[Begin Input data]

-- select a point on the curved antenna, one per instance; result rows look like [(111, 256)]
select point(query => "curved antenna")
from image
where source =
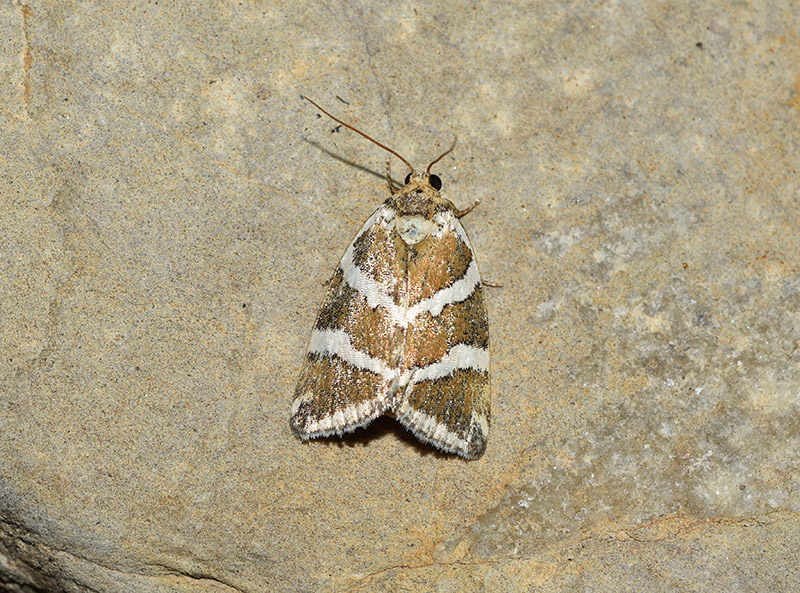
[(357, 131), (439, 158)]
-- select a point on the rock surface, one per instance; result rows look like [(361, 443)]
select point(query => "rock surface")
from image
[(171, 209)]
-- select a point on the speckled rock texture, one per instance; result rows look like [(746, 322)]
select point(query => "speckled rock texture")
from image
[(170, 209)]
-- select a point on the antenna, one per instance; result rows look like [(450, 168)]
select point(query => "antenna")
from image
[(439, 158), (357, 131)]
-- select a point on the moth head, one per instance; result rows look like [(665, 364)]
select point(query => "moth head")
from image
[(428, 178)]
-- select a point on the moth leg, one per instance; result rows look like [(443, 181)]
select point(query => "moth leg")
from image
[(467, 210), (392, 188)]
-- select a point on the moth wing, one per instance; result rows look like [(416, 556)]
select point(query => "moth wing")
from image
[(446, 400), (345, 380)]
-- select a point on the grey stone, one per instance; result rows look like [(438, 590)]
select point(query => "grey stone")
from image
[(170, 209)]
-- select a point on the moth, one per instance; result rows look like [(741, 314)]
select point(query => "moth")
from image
[(403, 329)]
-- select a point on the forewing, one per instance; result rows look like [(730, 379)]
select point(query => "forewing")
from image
[(445, 365), (347, 374)]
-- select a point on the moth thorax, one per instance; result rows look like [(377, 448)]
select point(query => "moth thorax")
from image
[(414, 228)]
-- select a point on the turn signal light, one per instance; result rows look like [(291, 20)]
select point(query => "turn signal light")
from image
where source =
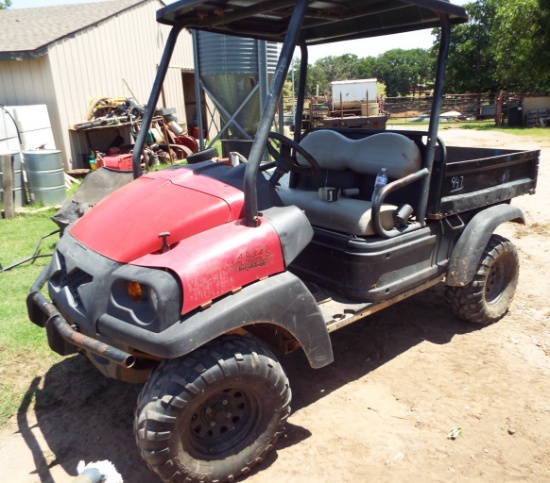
[(134, 290)]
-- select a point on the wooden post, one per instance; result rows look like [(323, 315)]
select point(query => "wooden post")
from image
[(8, 187)]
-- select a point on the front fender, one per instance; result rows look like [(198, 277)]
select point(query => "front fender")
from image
[(473, 240), (282, 300)]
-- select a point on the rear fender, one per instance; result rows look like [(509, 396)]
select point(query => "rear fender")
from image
[(473, 240), (281, 300)]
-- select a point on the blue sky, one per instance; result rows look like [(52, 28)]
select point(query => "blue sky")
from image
[(372, 47)]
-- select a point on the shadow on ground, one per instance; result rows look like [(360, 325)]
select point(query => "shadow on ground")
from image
[(84, 416)]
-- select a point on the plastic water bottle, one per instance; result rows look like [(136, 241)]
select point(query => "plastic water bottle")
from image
[(381, 181)]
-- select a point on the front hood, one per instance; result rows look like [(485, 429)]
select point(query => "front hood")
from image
[(126, 225)]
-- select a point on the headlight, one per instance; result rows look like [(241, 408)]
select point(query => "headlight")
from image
[(145, 297)]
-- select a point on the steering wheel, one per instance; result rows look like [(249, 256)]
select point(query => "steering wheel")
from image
[(286, 162)]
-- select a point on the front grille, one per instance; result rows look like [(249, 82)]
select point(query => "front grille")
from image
[(72, 281)]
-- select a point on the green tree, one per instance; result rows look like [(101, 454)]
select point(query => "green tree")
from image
[(401, 70), (472, 65), (521, 44)]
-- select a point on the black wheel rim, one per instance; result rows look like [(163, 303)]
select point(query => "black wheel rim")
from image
[(224, 422)]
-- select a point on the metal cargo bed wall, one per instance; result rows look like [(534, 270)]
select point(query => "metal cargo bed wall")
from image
[(473, 178)]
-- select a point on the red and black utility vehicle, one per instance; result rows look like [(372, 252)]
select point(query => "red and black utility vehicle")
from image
[(187, 278)]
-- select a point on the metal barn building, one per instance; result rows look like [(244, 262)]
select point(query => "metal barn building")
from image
[(64, 56)]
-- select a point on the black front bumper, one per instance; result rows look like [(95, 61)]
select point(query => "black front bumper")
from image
[(60, 333)]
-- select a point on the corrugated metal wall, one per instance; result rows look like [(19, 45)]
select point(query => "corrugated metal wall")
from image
[(96, 62)]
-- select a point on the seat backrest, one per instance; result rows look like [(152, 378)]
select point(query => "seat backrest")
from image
[(333, 151)]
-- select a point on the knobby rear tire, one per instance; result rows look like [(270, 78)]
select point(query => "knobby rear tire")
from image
[(214, 414), (488, 296)]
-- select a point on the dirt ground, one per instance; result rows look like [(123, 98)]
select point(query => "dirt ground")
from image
[(402, 381)]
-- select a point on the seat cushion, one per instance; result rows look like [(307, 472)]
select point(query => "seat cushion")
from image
[(393, 151), (346, 215)]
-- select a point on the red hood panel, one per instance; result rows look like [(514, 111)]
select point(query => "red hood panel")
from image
[(125, 226)]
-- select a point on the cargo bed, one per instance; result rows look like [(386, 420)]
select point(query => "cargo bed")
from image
[(472, 178)]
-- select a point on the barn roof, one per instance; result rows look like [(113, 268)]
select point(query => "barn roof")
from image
[(27, 32)]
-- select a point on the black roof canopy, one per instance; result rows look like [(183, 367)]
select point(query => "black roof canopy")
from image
[(325, 21)]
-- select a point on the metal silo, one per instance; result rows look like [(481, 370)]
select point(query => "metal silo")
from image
[(235, 73)]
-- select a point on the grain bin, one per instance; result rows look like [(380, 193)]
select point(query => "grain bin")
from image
[(231, 70), (45, 176)]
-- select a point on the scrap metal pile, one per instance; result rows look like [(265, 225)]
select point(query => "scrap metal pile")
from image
[(167, 142)]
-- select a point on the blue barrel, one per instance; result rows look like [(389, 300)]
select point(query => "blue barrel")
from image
[(45, 176), (17, 179)]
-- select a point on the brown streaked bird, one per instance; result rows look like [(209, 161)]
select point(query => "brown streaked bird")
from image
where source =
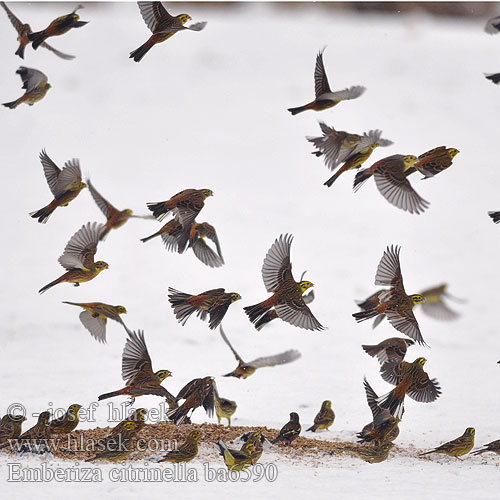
[(391, 350), (287, 293), (64, 184), (325, 98), (394, 303), (57, 27), (23, 30), (78, 257), (374, 454), (162, 25), (198, 392), (457, 447), (213, 303), (494, 447), (433, 162), (324, 419), (384, 427), (36, 85), (39, 432), (237, 460), (338, 147), (115, 218), (95, 317), (224, 408), (185, 205), (392, 183), (67, 422), (10, 427), (117, 446), (137, 371), (186, 451), (290, 430), (244, 370), (411, 379)]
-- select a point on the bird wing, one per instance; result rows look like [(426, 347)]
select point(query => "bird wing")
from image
[(16, 22), (405, 322), (233, 350), (96, 326), (82, 246), (397, 190), (424, 389), (298, 314), (70, 174), (58, 53), (51, 171), (344, 94), (321, 85), (104, 205), (31, 77), (276, 359), (135, 356), (153, 13), (277, 267)]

[End Input data]

To be done: Convert all of the records above into a JSON list of strings, one string per line, with blank lines dropped and the pictures left out.

Response to this task:
[
  "-- select a point on the curved antenna, one per instance; result rows look like [(111, 256)]",
  "select point(query => \"curved antenna\")",
  "from image",
  "where source =",
  "[(357, 131), (439, 158)]",
  "-- select a point on the rock surface, one per instance; result rows look like [(361, 443)]",
  "select point(query => \"rock surface\")",
  "from image",
  "[(171, 209)]",
  "-- select a point on the speckled rock texture, one per instance; result rows look like [(746, 322)]",
  "select point(query => \"speckled rock texture\")",
  "from image",
  "[(170, 209)]",
  "-- select a point on the antenna, one per instance; result rows look like [(450, 168)]",
  "select point(query => \"antenna\")",
  "from image",
  "[(439, 158), (357, 131)]",
  "-- select a point on the moth head, one per instance; result rows look like [(665, 364)]",
  "select point(query => \"moth head\")",
  "from image",
  "[(428, 178)]",
  "-- select a point on the moth leg, one per instance; result rows look like [(443, 181)]",
  "select point(query => \"moth leg\")",
  "from image",
  "[(467, 210), (392, 188)]",
  "-- select a point on the moth wing, one per instance; result rows look like [(416, 556)]",
  "select point(query => \"moth wing\")",
  "from image",
  "[(446, 400), (345, 380)]",
  "-- select a point on the grey stone, one per instance; result rows look like [(438, 590)]",
  "select point(query => \"grey stone\")",
  "from image",
  "[(170, 209)]",
  "-- select a point on the moth, one per instance; result rows look like [(741, 314)]",
  "select point(query => \"moth\")",
  "from image",
  "[(403, 329)]",
  "-- select a point on the forewing, one per instance; result rows look like [(730, 379)]",
  "select point(query => \"forewing\")",
  "from image",
  "[(445, 365), (347, 374)]",
  "-- select a point on the moth thorax, one per instance; result rows look like [(377, 448)]",
  "select point(query => \"moth thorax\")",
  "from image",
  "[(414, 228)]",
  "-- select a point on the turn signal light, one per instance; result rows look like [(291, 20)]",
  "select point(query => \"turn signal light\")",
  "from image",
  "where source =",
  "[(134, 290)]",
  "-- select a point on the wooden post, one per instance; result rows look like [(323, 315)]",
  "select point(query => \"wooden post\")",
  "from image",
  "[(8, 187)]",
  "-- select a point on the front fender, one per instance; result rows look like [(198, 277)]",
  "select point(query => \"front fender\")",
  "from image",
  "[(473, 240), (282, 300)]",
  "-- select a point on the rear fender, one per instance; result rows look like [(509, 396)]",
  "select point(query => \"rear fender\")",
  "from image",
  "[(473, 240), (281, 300)]",
  "-- select a point on the blue sky, one per instance; result rows look like [(52, 28)]",
  "select point(query => \"blue sky\")",
  "from image",
  "[(372, 47)]",
  "-- select a point on the shadow on ground, one per instance; result rows look like [(360, 325)]",
  "select point(query => \"shadow on ground\")",
  "from image",
  "[(84, 416)]",
  "-- select a point on the plastic water bottle, one per instance; result rows look like [(136, 241)]",
  "select point(query => \"plastic water bottle\")",
  "from image",
  "[(381, 181)]",
  "-- select a point on the front hood, one per instance; result rows look like [(485, 429)]",
  "select point(query => \"front hood\")",
  "from image",
  "[(126, 225)]",
  "-- select a point on the headlight, one per instance; result rows look like [(241, 408)]",
  "select point(query => \"headlight\")",
  "from image",
  "[(145, 297)]",
  "-- select a point on the steering wheel, one per instance; result rows look like [(249, 256)]",
  "select point(query => \"steering wheel\")",
  "from image",
  "[(286, 162)]",
  "-- select a point on the front grille, one per instance; result rows look like [(249, 82)]",
  "select point(query => \"front grille\")",
  "from image",
  "[(72, 281)]",
  "-- select a point on the green tree, one per instance; result rows look like [(101, 454)]",
  "select point(query => \"green tree\")",
  "from image",
  "[(401, 70), (472, 65), (521, 44)]",
  "-- select a point on the black wheel rim, one per instance; result rows look like [(163, 303)]",
  "select point(query => \"black wheel rim\")",
  "from image",
  "[(224, 422)]",
  "-- select a point on the metal cargo bed wall, one per instance; result rows look like [(534, 270)]",
  "select point(query => \"metal cargo bed wall\")",
  "from image",
  "[(473, 178)]",
  "-- select a point on the red and black utility vehicle, one per instance; result rows look like [(372, 252)]",
  "select point(query => \"red and black utility vehicle\")",
  "from image",
  "[(187, 278)]",
  "-- select a point on the metal barn building, one per instance; result rows look like [(244, 262)]",
  "select point(query => \"metal barn building\")",
  "from image",
  "[(64, 56)]",
  "-- select a point on the black front bumper, one per instance; result rows look like [(95, 61)]",
  "select point(query => \"black front bumper\")",
  "from image",
  "[(60, 333)]",
  "-- select a point on the corrugated metal wall, one per instance; result rows look like [(19, 45)]",
  "select point(query => \"corrugated metal wall\")",
  "from image",
  "[(96, 62)]",
  "-- select a point on the seat backrest, one per instance; result rows look like [(152, 378)]",
  "select point(query => \"seat backrest\")",
  "from image",
  "[(333, 151)]",
  "-- select a point on the knobby rear tire, one per instance; result rows look like [(270, 78)]",
  "select point(query => \"knobby rear tire\")",
  "from image",
  "[(214, 414), (488, 296)]",
  "-- select a point on the dirt ground, one per instance; result rows look like [(123, 98)]",
  "select point(query => \"dirt ground\")",
  "from image",
  "[(402, 381)]",
  "-- select a point on the seat cushion, one per instance; result rows look like [(307, 472)]",
  "select point(query => \"seat cushion\")",
  "from image",
  "[(393, 151), (346, 215)]",
  "-- select a point on the red hood panel, one per instance; result rows look like [(514, 111)]",
  "select point(query => \"red hood panel\")",
  "from image",
  "[(125, 226)]",
  "-- select a point on the cargo bed, one per instance; result rows look like [(386, 420)]",
  "select point(query => \"cargo bed\")",
  "from image",
  "[(472, 178)]",
  "-- select a point on the barn roof, one per instance; result rows look like [(113, 268)]",
  "select point(query => \"barn roof\")",
  "from image",
  "[(27, 32)]",
  "-- select a point on the black roof canopy, one per instance; result rows look like [(183, 367)]",
  "select point(query => \"black roof canopy\")",
  "from image",
  "[(325, 21)]",
  "-- select a point on the metal silo, one per instance; result rows look like [(481, 370)]",
  "select point(query => \"metal silo\")",
  "from image",
  "[(235, 73)]",
  "-- select a point on the grain bin, one per instance; result rows look like [(380, 193)]",
  "select point(query => \"grain bin\")",
  "from image",
  "[(231, 70), (45, 176)]",
  "-- select a point on the scrap metal pile, one per instance; result rows look like [(265, 225)]",
  "select point(query => \"scrap metal pile\")",
  "from image",
  "[(167, 142)]",
  "-- select a point on the blue barrel, one per instance; result rows look like [(389, 300)]",
  "select point(query => \"blue barrel\")",
  "from image",
  "[(45, 176), (17, 179)]",
  "-- select a point on the brown streaked bird, one per instance; result rows look like [(209, 161)]",
  "select point(query => \"brown streaked bird\")",
  "from image",
  "where source =",
  "[(391, 350), (287, 293), (64, 184), (325, 98), (394, 303), (57, 27), (23, 30), (78, 257), (374, 454), (162, 25), (198, 392), (457, 447), (213, 303), (494, 447), (433, 162), (324, 419), (384, 427), (36, 85), (39, 432), (237, 460), (338, 147), (115, 218), (95, 317), (224, 408), (185, 205), (392, 183), (67, 422), (10, 427), (117, 446), (137, 371), (186, 451), (290, 430), (244, 370), (411, 379)]",
  "-- select a point on the bird wing, one per instance; result rows look like [(426, 347)]",
  "select point(query => \"bird wing\")",
  "from image",
  "[(16, 22), (405, 322), (233, 350), (96, 326), (82, 246), (397, 190), (424, 389), (298, 314), (70, 174), (58, 53), (51, 171), (344, 94), (321, 85), (104, 205), (31, 77), (276, 359), (135, 356), (153, 13), (277, 267)]"
]